%%
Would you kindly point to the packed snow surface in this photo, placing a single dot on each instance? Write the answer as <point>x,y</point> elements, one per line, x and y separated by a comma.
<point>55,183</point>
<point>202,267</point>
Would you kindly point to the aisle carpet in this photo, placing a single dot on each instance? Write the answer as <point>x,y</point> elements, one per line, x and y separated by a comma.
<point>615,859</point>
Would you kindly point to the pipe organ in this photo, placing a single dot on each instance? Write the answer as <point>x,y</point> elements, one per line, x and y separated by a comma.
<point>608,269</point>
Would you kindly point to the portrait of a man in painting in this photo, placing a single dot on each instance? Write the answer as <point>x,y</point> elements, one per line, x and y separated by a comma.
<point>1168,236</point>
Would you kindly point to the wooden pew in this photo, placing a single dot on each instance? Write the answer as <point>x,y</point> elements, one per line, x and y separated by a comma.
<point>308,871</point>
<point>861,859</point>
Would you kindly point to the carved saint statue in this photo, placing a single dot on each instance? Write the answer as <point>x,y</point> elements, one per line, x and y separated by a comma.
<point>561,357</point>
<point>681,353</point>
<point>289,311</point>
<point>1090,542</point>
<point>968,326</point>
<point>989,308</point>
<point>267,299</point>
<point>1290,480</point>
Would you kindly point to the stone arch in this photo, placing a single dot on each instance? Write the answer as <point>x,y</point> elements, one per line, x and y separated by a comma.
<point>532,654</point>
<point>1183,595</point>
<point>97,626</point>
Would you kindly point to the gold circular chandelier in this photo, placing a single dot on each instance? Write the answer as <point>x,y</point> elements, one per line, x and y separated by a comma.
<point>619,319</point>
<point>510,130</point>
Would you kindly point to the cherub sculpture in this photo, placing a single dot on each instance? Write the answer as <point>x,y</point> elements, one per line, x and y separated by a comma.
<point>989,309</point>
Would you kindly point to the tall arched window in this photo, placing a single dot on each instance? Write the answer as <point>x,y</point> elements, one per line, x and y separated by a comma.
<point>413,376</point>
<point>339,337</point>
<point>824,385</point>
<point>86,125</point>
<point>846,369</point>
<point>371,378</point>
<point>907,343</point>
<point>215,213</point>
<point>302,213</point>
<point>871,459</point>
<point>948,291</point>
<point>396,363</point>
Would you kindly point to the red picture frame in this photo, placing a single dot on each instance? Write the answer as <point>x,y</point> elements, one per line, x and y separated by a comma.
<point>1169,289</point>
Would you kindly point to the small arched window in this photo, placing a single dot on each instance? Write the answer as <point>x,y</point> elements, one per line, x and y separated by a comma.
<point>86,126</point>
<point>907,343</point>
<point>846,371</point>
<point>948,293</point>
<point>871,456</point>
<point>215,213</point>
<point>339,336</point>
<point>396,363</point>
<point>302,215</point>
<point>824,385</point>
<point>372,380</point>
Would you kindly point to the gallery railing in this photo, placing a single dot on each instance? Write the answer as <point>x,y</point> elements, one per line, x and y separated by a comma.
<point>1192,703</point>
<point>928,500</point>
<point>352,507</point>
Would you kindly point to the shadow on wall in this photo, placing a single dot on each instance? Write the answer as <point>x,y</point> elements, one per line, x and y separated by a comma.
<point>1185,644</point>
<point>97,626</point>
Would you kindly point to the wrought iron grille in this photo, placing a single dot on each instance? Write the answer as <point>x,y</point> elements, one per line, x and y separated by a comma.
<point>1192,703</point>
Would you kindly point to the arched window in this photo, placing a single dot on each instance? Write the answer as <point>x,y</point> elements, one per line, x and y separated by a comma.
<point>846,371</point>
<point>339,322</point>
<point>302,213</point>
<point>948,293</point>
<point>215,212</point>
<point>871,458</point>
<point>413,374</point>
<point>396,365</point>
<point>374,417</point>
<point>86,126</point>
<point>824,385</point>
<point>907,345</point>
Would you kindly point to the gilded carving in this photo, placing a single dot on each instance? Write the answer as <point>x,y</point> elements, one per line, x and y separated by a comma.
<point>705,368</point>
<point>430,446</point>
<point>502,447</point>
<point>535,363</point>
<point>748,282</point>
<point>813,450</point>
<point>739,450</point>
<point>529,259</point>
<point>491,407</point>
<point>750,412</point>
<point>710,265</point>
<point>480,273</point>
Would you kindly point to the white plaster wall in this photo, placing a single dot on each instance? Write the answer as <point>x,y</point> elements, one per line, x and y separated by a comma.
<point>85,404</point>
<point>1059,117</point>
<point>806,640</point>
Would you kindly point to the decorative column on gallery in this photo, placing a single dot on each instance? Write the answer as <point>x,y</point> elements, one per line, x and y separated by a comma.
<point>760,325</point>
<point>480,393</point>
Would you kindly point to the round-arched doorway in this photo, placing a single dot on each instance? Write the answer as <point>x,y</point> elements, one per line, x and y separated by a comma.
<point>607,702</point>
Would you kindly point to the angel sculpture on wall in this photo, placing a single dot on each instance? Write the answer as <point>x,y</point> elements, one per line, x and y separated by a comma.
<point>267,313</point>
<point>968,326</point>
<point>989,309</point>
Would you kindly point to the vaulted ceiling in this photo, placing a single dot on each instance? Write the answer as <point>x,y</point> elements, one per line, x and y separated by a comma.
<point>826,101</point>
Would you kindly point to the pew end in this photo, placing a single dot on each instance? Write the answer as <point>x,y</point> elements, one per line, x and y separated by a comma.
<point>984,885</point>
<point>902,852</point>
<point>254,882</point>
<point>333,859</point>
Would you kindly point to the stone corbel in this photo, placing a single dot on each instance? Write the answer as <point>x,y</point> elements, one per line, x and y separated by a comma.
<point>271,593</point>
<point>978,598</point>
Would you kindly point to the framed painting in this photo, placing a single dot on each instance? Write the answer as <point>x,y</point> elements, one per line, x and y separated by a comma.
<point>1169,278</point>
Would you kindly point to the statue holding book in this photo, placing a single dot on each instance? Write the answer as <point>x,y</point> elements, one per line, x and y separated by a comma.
%%
WORK INSTRUCTIONS
Your answer should hold exactly the lines from the one containing "Would you kindly point to the framed" to the last line of the data, both included, and no others.

OUTPUT BELOW
Would you kindly point to the framed painting in this photo, placing a single dot on each instance? Write the answer as <point>x,y</point> elements, one per line, x and y separated by a comma.
<point>1169,278</point>
Would you kindly point to the statue holding book in this photo, placing a single dot on each instance? Write the answer as <point>x,y</point> elements, one per line, x and y separated by a comma.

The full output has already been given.